### Data for processing ###

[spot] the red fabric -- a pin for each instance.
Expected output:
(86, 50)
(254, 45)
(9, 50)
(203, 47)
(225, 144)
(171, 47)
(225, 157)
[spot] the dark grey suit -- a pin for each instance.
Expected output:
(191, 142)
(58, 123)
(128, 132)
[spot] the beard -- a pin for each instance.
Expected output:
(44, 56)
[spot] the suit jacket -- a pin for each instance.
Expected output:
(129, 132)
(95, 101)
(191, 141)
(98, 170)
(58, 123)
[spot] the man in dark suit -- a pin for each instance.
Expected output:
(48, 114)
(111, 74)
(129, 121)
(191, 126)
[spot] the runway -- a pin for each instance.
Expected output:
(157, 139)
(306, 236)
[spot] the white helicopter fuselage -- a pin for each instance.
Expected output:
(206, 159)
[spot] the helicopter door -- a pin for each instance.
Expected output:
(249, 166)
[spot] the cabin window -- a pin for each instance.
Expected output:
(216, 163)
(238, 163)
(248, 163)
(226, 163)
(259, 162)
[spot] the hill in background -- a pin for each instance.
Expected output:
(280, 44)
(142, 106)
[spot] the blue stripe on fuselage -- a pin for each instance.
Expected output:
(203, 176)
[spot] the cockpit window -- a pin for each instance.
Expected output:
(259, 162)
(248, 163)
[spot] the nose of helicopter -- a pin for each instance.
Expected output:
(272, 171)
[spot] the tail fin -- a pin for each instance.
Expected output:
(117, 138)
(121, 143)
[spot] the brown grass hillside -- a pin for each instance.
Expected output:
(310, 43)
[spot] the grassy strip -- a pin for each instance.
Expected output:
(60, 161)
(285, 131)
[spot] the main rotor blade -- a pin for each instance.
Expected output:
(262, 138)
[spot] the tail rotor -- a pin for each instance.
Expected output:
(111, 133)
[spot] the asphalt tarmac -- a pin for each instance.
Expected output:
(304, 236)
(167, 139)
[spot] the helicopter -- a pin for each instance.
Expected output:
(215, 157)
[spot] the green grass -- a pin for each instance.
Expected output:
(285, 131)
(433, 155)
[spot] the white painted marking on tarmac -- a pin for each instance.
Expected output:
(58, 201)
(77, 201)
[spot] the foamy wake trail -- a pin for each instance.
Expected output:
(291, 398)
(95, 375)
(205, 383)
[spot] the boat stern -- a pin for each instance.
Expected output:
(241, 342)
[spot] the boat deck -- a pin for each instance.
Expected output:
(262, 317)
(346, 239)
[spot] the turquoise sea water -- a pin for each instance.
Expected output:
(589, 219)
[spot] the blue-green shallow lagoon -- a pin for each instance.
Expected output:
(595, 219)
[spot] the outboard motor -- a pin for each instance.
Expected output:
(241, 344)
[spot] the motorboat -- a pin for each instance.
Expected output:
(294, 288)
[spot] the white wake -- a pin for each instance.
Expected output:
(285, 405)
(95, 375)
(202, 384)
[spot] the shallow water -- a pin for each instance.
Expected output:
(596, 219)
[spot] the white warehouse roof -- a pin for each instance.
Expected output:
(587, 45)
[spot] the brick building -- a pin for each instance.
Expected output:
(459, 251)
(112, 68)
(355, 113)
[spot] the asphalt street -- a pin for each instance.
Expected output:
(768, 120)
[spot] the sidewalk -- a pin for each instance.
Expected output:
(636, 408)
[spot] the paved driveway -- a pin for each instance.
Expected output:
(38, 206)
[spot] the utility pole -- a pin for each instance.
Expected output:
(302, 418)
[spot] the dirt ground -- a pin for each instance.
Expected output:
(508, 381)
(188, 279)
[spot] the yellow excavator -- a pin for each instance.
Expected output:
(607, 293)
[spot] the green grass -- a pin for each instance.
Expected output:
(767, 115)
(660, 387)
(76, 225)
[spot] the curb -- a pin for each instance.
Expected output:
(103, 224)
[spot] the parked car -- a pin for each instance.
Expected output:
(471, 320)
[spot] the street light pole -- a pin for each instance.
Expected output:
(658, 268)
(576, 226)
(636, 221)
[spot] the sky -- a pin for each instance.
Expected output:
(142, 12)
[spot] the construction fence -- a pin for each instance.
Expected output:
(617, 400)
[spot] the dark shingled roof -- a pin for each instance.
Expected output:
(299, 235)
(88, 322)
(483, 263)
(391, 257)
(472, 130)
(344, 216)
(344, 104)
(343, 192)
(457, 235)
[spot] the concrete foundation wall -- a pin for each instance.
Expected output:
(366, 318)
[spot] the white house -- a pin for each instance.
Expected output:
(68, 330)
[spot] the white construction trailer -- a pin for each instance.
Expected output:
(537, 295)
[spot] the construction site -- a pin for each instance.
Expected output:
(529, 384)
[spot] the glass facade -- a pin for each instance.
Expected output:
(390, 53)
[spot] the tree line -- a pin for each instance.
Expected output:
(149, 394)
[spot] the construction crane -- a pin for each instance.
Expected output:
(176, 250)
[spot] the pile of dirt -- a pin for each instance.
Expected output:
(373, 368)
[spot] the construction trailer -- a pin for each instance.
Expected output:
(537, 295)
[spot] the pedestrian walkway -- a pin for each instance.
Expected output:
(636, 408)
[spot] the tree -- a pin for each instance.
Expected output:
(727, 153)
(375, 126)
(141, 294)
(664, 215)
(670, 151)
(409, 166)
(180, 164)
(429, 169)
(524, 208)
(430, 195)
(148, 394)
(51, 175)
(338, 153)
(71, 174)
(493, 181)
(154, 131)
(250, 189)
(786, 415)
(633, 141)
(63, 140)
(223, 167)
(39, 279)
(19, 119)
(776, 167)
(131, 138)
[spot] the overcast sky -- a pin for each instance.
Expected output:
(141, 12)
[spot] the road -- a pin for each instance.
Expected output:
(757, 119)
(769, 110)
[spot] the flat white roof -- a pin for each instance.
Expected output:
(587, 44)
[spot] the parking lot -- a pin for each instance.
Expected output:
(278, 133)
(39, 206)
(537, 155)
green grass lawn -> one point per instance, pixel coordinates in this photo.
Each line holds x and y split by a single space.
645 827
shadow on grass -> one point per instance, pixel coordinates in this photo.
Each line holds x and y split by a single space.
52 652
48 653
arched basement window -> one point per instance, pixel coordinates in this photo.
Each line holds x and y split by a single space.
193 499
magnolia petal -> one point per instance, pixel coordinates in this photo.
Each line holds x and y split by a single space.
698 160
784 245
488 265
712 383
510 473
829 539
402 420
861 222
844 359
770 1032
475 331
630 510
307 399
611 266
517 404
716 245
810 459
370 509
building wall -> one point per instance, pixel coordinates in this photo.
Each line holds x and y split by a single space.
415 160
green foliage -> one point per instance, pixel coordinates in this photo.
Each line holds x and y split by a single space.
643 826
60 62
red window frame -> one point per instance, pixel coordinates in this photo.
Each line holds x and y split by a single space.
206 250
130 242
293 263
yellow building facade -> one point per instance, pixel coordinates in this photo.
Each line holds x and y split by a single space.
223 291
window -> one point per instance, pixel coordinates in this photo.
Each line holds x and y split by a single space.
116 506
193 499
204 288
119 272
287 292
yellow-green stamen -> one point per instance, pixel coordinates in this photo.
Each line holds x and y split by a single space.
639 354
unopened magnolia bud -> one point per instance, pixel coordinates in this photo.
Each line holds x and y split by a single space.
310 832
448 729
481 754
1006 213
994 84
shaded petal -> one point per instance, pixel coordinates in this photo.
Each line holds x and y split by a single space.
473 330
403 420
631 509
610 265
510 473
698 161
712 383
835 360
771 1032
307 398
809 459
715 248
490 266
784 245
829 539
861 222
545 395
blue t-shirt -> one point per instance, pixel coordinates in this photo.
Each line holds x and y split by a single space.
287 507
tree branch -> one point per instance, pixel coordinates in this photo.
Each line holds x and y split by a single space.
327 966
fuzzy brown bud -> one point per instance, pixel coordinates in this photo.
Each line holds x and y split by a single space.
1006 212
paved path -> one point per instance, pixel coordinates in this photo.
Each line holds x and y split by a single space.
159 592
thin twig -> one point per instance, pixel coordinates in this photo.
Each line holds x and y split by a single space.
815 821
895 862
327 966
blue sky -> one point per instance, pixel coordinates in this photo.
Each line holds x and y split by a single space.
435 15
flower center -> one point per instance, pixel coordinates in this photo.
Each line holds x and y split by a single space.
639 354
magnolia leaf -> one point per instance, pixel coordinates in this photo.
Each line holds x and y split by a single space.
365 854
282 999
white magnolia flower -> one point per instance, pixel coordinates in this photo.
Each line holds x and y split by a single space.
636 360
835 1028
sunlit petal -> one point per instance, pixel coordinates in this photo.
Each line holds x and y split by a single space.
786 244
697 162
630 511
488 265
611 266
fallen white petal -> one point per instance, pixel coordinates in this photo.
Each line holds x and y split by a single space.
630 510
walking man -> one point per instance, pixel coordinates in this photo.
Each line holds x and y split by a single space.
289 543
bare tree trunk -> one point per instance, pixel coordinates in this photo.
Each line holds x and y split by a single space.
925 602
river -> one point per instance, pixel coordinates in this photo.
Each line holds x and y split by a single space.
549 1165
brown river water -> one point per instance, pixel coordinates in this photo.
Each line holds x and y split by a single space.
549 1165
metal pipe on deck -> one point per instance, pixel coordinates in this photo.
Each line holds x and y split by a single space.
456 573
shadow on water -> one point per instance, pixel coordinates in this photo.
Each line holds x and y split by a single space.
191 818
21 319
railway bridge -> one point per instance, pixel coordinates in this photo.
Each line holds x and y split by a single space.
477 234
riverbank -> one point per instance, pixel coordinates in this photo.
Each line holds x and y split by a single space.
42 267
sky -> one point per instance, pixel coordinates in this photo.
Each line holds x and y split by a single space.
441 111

###

### Problem details
Reproduce the entries word for word, starting with the line containing "shadow on water" and continuing through the last line of the entries.

### Reply to the task
shadow on water -> one point per instance, pixel coordinates in this photo.
Each line holds x and y split by a single space.
191 818
21 319
railway bridge -> one point per instance, pixel coordinates in this photo.
Each line holds x and y split by a single space.
477 234
riverbank -> one point per instance, pixel coordinates in this photo.
Each line holds x and y split by a single space.
42 267
sky -> one point per instance, pixel coordinates in this photo.
Each line holds x and y split by a single space.
441 111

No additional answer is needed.